Exercise inputs →
┄┄┄┄┄┄┄┄┄┄┄┄┄┄┄┄┄┄┄┄

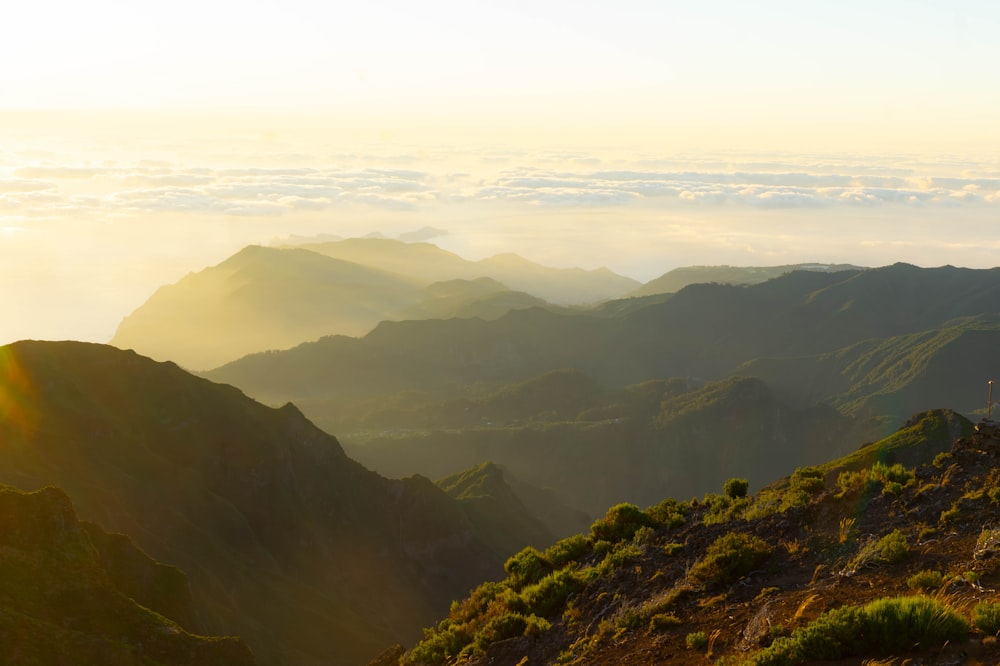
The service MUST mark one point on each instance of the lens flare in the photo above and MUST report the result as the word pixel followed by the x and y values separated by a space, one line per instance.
pixel 16 395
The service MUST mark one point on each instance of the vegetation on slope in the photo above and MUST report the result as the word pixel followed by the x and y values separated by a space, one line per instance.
pixel 827 564
pixel 311 557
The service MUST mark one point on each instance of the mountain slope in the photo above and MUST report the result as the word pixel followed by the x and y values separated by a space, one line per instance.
pixel 892 377
pixel 678 278
pixel 288 542
pixel 705 331
pixel 862 559
pixel 500 519
pixel 262 298
pixel 64 600
pixel 431 263
pixel 684 444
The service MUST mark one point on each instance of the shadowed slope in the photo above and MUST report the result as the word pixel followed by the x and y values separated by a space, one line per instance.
pixel 287 541
pixel 66 601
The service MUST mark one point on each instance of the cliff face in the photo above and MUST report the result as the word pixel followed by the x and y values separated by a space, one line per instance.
pixel 288 542
pixel 61 604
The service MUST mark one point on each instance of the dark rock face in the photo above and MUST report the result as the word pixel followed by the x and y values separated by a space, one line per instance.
pixel 61 604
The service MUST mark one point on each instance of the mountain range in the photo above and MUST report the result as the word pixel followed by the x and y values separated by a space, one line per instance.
pixel 886 556
pixel 265 298
pixel 287 541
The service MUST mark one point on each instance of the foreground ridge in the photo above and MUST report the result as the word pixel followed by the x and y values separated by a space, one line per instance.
pixel 902 531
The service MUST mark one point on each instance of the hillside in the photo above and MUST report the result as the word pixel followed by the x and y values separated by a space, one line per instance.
pixel 648 440
pixel 888 377
pixel 288 542
pixel 262 298
pixel 72 591
pixel 265 298
pixel 678 278
pixel 704 331
pixel 888 554
pixel 562 286
pixel 500 519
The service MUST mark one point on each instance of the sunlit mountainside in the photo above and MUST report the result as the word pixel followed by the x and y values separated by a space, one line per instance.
pixel 287 542
pixel 887 555
pixel 535 418
pixel 274 298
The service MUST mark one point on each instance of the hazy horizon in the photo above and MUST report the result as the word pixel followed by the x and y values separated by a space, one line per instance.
pixel 137 145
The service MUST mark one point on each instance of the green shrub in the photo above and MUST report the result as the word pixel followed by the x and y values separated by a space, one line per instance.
pixel 527 567
pixel 567 550
pixel 848 481
pixel 808 479
pixel 734 488
pixel 508 625
pixel 950 515
pixel 925 581
pixel 892 548
pixel 696 640
pixel 892 488
pixel 895 474
pixel 986 617
pixel 440 645
pixel 621 523
pixel 941 459
pixel 730 557
pixel 672 548
pixel 669 512
pixel 662 621
pixel 548 597
pixel 880 627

┄┄┄┄┄┄┄┄┄┄┄┄┄┄┄┄┄┄┄┄

What you have to do → Return all the lines above exactly; none of the pictures should appear.

Task answer →
The service MUST mark one point on each instance of the lens flare in the photo above and MUST report the result as the word pixel followed by the x and y values separated by a space, one line per instance.
pixel 16 395
The service MUST mark one point on each instance of the vegetation on slope in the photo above and MUST report the result as the word pixel followed by the x and y values separated by a space, one line per instance.
pixel 827 564
pixel 311 557
The service MUST mark one point on each instance of the mountain slope in the photo above and MUST report the result as the word pixel followed by the x and y values separated by a space, one line per instance.
pixel 892 377
pixel 678 278
pixel 288 542
pixel 705 331
pixel 862 559
pixel 500 519
pixel 262 298
pixel 64 600
pixel 431 263
pixel 684 444
The service MUST mark one point on each instance of the shadowed slope in the photo above and MUST report the result as the word pixel followed by the x and y values separated by a space, one line per instance.
pixel 287 541
pixel 66 601
The service MUST mark one point on each instance of the cliff face in the photo above and MUST report the result as the word pixel followed by the x and y values separated by a space, one line per instance.
pixel 288 542
pixel 61 604
The service MUST mark one point on each instance of the dark rock face in the photo above and MUST report the result as the word pixel followed by the x and y values separated by a space, one line per instance.
pixel 61 604
The service MUST mark one point on each instance of the mountain range in the photo above and MUST report the result as the word pixel followed by the x and y values separated by a space, one line per instance.
pixel 886 556
pixel 265 298
pixel 287 541
The service MUST mark one point on each instance of the foreground ridge in the photo above and MUST report the result as the word pixel followed by the x and y values separated by a space, one line per instance.
pixel 902 531
The service MUST mark one point on each instance of the hillside in the photo above and MUST report the result as the word pixel followed by the x and y values separated by a space, one line per instance.
pixel 648 440
pixel 888 377
pixel 288 542
pixel 262 298
pixel 72 591
pixel 265 298
pixel 678 278
pixel 704 331
pixel 888 554
pixel 562 286
pixel 500 519
The service MUST mark one point on each instance of the sunlit mountainside in the photo above and MUST report the result as the word pixel followed by the x and y values separated by a space, one line per instance.
pixel 287 542
pixel 887 555
pixel 535 418
pixel 274 298
The service MUST mark one point on each instance of the hazy horizon in the photo above and MUST report the result as the word pixel followed by the x and y values separated by a space, one line per instance.
pixel 137 145
The service MUST mark one point on each instance of the green shrub in the photo above and MUST report the result as the word pixel followed by the x and y values separated by a space, one line per instance.
pixel 527 567
pixel 567 550
pixel 848 481
pixel 808 479
pixel 734 488
pixel 508 625
pixel 950 515
pixel 925 581
pixel 892 548
pixel 696 640
pixel 892 488
pixel 895 474
pixel 986 617
pixel 440 645
pixel 621 523
pixel 941 459
pixel 730 557
pixel 672 548
pixel 669 512
pixel 662 621
pixel 548 597
pixel 880 627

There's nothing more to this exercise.